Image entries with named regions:
------

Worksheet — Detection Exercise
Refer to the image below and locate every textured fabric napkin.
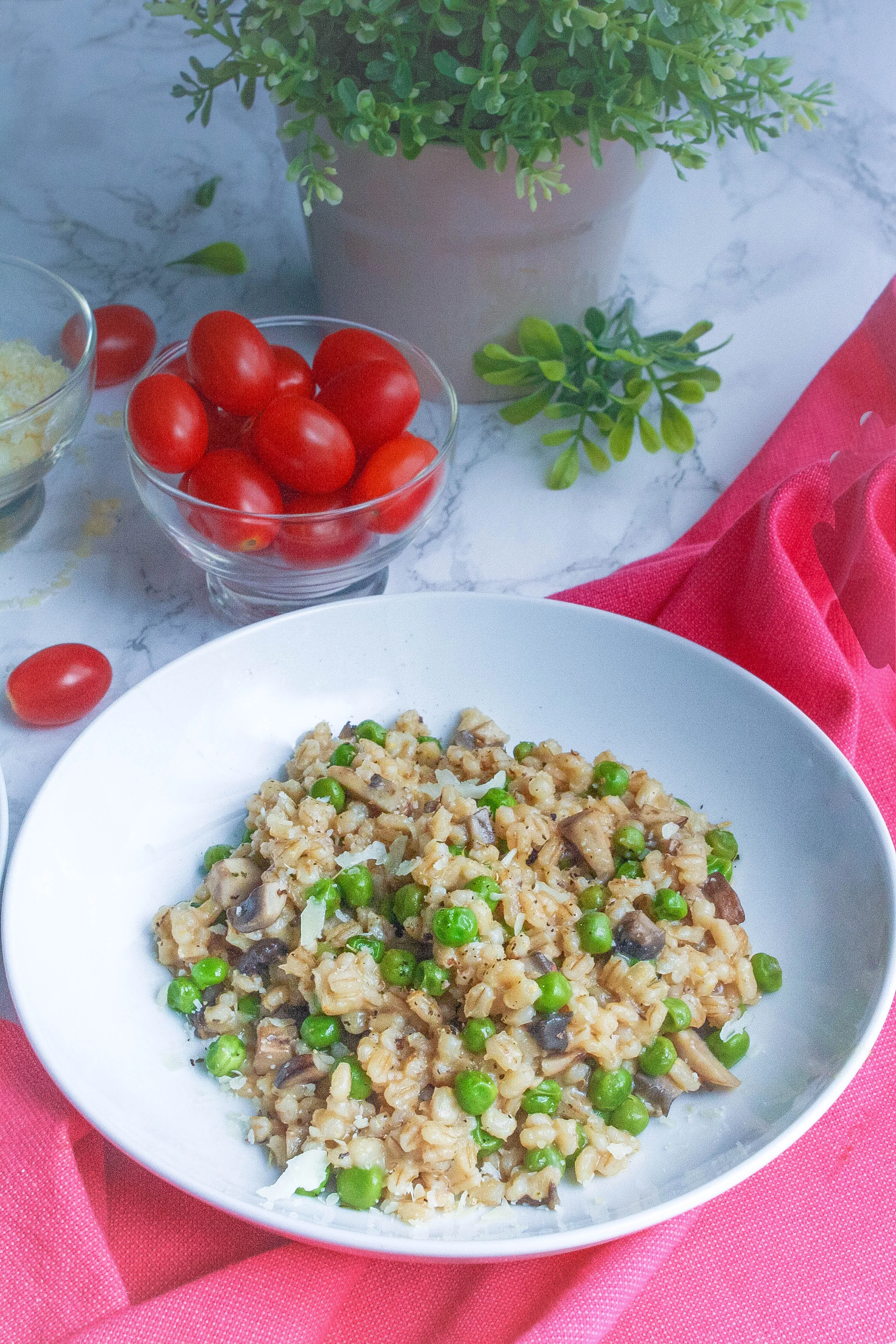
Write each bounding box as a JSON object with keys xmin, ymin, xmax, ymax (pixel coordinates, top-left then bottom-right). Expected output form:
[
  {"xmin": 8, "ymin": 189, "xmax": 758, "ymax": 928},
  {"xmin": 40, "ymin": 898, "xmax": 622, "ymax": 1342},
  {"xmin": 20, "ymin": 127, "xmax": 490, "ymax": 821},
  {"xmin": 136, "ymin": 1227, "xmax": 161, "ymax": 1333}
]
[{"xmin": 0, "ymin": 278, "xmax": 896, "ymax": 1344}]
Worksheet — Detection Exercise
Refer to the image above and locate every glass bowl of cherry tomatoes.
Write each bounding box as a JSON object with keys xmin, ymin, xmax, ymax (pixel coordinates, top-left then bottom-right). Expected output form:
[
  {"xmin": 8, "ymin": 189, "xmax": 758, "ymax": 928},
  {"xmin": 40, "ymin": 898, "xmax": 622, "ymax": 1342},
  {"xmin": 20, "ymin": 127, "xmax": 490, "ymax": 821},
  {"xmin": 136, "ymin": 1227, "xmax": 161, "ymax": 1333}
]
[{"xmin": 125, "ymin": 312, "xmax": 457, "ymax": 625}]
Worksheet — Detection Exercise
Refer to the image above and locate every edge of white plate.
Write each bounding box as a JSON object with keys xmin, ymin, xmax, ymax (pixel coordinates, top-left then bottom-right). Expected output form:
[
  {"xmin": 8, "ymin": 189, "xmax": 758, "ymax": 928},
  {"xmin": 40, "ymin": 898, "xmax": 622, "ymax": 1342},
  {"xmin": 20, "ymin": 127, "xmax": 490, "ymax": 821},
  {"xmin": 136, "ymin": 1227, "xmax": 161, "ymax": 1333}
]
[{"xmin": 7, "ymin": 593, "xmax": 896, "ymax": 1262}]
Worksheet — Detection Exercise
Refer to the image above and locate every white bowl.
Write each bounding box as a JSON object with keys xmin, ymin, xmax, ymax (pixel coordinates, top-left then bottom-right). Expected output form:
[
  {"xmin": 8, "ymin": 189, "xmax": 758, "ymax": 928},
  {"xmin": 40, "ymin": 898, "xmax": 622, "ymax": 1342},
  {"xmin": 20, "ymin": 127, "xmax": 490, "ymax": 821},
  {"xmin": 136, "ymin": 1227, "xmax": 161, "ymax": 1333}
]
[{"xmin": 3, "ymin": 594, "xmax": 896, "ymax": 1259}]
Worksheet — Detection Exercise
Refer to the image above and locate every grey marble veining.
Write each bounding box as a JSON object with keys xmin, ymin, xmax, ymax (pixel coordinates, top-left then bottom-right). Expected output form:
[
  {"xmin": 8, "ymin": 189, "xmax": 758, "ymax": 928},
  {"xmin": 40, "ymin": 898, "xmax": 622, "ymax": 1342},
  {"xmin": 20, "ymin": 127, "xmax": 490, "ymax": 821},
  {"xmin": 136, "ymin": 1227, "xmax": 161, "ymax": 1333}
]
[{"xmin": 0, "ymin": 0, "xmax": 896, "ymax": 1016}]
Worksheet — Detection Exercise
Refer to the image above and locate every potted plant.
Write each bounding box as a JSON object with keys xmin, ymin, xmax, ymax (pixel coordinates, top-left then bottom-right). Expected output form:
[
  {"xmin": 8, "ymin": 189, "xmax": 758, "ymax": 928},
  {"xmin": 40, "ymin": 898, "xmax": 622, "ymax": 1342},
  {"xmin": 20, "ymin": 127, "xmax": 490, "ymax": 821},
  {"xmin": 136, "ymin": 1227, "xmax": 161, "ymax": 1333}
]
[{"xmin": 147, "ymin": 0, "xmax": 830, "ymax": 399}]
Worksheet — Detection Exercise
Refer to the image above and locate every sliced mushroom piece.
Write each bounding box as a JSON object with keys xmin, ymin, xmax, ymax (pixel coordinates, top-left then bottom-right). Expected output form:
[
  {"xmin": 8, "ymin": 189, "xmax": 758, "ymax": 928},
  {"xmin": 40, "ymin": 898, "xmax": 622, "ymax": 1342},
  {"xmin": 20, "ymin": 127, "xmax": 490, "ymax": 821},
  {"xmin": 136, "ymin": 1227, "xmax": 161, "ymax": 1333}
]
[
  {"xmin": 631, "ymin": 1074, "xmax": 684, "ymax": 1116},
  {"xmin": 326, "ymin": 765, "xmax": 403, "ymax": 812},
  {"xmin": 613, "ymin": 910, "xmax": 666, "ymax": 961},
  {"xmin": 558, "ymin": 809, "xmax": 615, "ymax": 882},
  {"xmin": 227, "ymin": 882, "xmax": 286, "ymax": 933},
  {"xmin": 700, "ymin": 872, "xmax": 744, "ymax": 923},
  {"xmin": 466, "ymin": 808, "xmax": 494, "ymax": 846},
  {"xmin": 206, "ymin": 855, "xmax": 262, "ymax": 910},
  {"xmin": 669, "ymin": 1027, "xmax": 740, "ymax": 1087},
  {"xmin": 236, "ymin": 938, "xmax": 289, "ymax": 976}
]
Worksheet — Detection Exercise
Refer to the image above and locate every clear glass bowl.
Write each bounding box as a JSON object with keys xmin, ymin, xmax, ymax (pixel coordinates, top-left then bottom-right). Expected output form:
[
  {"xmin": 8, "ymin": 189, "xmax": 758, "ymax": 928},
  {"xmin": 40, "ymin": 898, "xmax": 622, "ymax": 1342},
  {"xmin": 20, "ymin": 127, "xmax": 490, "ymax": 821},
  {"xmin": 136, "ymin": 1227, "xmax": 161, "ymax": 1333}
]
[
  {"xmin": 0, "ymin": 255, "xmax": 97, "ymax": 551},
  {"xmin": 125, "ymin": 317, "xmax": 457, "ymax": 625}
]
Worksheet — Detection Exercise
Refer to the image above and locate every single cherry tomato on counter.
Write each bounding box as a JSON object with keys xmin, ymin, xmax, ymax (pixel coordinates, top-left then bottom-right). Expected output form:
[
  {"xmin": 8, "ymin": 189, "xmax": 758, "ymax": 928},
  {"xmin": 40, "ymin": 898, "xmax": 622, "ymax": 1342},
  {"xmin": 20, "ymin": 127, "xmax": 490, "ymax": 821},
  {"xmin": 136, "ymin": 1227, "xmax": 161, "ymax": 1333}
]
[
  {"xmin": 180, "ymin": 448, "xmax": 283, "ymax": 551},
  {"xmin": 187, "ymin": 309, "xmax": 277, "ymax": 415},
  {"xmin": 128, "ymin": 374, "xmax": 208, "ymax": 472},
  {"xmin": 271, "ymin": 345, "xmax": 314, "ymax": 396},
  {"xmin": 274, "ymin": 492, "xmax": 368, "ymax": 570},
  {"xmin": 316, "ymin": 359, "xmax": 420, "ymax": 464},
  {"xmin": 7, "ymin": 644, "xmax": 112, "ymax": 728},
  {"xmin": 59, "ymin": 304, "xmax": 156, "ymax": 387},
  {"xmin": 253, "ymin": 392, "xmax": 355, "ymax": 495},
  {"xmin": 352, "ymin": 434, "xmax": 442, "ymax": 532},
  {"xmin": 312, "ymin": 327, "xmax": 412, "ymax": 387}
]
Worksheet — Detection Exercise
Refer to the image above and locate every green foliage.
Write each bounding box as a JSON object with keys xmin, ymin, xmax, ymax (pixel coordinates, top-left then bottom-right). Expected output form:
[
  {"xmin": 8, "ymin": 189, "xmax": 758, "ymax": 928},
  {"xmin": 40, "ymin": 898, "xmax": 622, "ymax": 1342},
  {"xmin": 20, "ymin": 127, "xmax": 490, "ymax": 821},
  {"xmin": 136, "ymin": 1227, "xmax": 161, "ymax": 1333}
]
[
  {"xmin": 145, "ymin": 0, "xmax": 831, "ymax": 212},
  {"xmin": 473, "ymin": 300, "xmax": 731, "ymax": 491}
]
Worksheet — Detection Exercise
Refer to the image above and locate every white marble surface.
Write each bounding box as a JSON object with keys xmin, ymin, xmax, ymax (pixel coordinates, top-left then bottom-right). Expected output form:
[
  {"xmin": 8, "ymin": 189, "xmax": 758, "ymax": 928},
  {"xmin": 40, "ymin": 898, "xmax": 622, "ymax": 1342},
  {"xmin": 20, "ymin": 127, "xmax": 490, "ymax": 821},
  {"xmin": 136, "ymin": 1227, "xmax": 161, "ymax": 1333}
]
[{"xmin": 0, "ymin": 0, "xmax": 896, "ymax": 1016}]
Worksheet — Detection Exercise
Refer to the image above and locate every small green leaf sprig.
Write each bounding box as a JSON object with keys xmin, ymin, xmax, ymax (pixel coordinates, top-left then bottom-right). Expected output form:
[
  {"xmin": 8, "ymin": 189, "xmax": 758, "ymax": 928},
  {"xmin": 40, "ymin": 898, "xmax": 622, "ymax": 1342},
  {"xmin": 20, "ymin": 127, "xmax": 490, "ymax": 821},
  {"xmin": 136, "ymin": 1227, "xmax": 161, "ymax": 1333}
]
[{"xmin": 473, "ymin": 300, "xmax": 731, "ymax": 491}]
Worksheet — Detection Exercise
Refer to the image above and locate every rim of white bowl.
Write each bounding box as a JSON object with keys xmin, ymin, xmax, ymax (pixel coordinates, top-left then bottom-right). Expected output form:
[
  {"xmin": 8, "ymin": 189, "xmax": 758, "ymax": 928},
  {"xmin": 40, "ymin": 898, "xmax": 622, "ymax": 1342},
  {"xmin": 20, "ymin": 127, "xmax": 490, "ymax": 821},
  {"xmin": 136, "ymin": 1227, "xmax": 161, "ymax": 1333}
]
[
  {"xmin": 1, "ymin": 593, "xmax": 896, "ymax": 1262},
  {"xmin": 0, "ymin": 253, "xmax": 97, "ymax": 422}
]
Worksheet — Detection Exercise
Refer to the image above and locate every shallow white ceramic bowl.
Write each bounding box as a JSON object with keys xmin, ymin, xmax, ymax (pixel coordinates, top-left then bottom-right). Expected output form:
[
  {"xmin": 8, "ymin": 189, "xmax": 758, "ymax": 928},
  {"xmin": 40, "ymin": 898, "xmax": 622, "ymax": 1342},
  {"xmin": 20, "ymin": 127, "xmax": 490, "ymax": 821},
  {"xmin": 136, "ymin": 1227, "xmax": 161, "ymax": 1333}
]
[{"xmin": 3, "ymin": 594, "xmax": 896, "ymax": 1258}]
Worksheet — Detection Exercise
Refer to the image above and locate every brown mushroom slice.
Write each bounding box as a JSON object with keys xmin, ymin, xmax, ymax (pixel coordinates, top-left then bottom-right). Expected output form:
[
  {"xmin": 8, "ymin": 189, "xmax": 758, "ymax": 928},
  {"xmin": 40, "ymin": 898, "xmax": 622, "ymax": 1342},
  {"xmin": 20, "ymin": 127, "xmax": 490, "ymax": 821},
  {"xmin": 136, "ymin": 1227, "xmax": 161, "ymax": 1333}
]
[
  {"xmin": 326, "ymin": 765, "xmax": 403, "ymax": 812},
  {"xmin": 669, "ymin": 1027, "xmax": 740, "ymax": 1087},
  {"xmin": 466, "ymin": 808, "xmax": 494, "ymax": 846},
  {"xmin": 631, "ymin": 1074, "xmax": 684, "ymax": 1116},
  {"xmin": 227, "ymin": 882, "xmax": 286, "ymax": 933},
  {"xmin": 700, "ymin": 872, "xmax": 744, "ymax": 923},
  {"xmin": 558, "ymin": 809, "xmax": 615, "ymax": 882},
  {"xmin": 206, "ymin": 853, "xmax": 262, "ymax": 910}
]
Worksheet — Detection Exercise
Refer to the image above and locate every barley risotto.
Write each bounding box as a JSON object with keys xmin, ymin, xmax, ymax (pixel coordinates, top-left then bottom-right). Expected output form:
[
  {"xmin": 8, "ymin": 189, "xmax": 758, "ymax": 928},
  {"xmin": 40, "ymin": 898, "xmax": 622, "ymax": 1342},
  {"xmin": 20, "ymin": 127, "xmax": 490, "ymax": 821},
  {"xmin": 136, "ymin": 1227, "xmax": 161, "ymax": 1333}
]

------

■ What the task requires: Report every line in the entries above that contains the word "marble", matching case exactly.

■ Exercise solution:
Refer to the image above and locate every grey marble veining.
Refer to the image above and locate every white marble surface.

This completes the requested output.